Exercise set:
1 > From the entries, pull out each line that contains the string "this", treating uppercase and lowercase as different.
2 > Carry the film review of "The Woman In The Yard" forward, starting after its final sentence.

Page excerpt:

When you have access to the talents of a gifted actress with the range of Danielle Deadwyler, you may be tempted to feel her presence alone might carry a very tested horror sub-genre. It’s not that Jaume Collet-Serra’s enclosed ‘The Woman In The Yard’ doesn’t have interesting ways it wants to talk about the often suffocating aspects of grief and survivors guilt. To the film’s credit, it ventures into the darker aspects of those feelings some of which films of this tone often pull back from even venturing down. Despite this and Deadwyler taking hold of this story, the film contorts its scope with unexplained lore and the need to interject horror tropes to make things spooky.

Input material:
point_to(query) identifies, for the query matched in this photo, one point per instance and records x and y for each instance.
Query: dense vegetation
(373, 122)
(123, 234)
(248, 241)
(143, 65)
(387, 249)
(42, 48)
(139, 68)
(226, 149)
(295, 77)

Final results:
1 >
point_to(query) identifies, for the query matched in this photo, one point per instance and records x and y for each instance.

2 >
It’s as if ‘The Woman In The Yard’ loses faith in an already bleak metaphorical tale about grief and how it burns through your mind and memories. The first glimpse the audience sees of Ramona (Deadwyler) is her in bed watching a video of her husband David (Russell Hornsby) talking with her about an idelic life he dreamt concerning their family and a farmhouse. While the narration continues, Collet-Serra utilizes quick glimpses of the house itself. One of the final images is a massive crack in the wall near a staircase – a not-so-subtle hint that this house is not the paradise this family has hoped for.

In reality, Ramona is locked in the depths of depression. David is not around; he perished in a car accident some time ago. Ramona sustained a bad leg injury due to what happened. She is trying her best to care for her two children, Tay (Peyton Jackson) and youngest Annie (Estella Kahihi). Tay has somewhat begrudgingly taken on some duties like cooking and being the caretaker for Annie as his mother is still recovering physically and mentally. But things are going downhill fast; there’s a pile of unpaid bills, the power goes out in the house, and everyone’s phone is dead. 

(from left) Ramona (Danielle Deadwyler), Annie (Estella Kahiha), and Taylor (Peyton Jackson) in The Woman in the Yard, directed by Jaume Collet-Serra.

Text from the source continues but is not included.